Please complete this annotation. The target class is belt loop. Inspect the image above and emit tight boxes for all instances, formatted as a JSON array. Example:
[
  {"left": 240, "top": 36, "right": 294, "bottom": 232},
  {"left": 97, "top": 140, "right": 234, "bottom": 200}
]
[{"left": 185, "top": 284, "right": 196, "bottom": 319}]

▶ [What you are asked to do]:
Can you copy out every row above word for word, with no changes?

▶ [Output]:
Please complete this annotation. The target class is belt loop. Inspect the image above and emit tight boxes for all instances, formatted as a JSON array. Example:
[
  {"left": 240, "top": 36, "right": 294, "bottom": 232},
  {"left": 97, "top": 140, "right": 234, "bottom": 200}
]
[{"left": 185, "top": 284, "right": 196, "bottom": 319}]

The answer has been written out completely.